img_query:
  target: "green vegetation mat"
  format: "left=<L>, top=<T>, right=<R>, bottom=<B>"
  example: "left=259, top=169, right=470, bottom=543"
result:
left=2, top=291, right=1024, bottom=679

————

Requirement: The material above must be output in full. Keep every word as it is.

Answer space:
img_query:
  target: "green vegetation mat"
  format: "left=<L>, top=<T>, right=<R>, bottom=<B>"
  example: "left=259, top=169, right=470, bottom=543"
result:
left=2, top=291, right=1024, bottom=679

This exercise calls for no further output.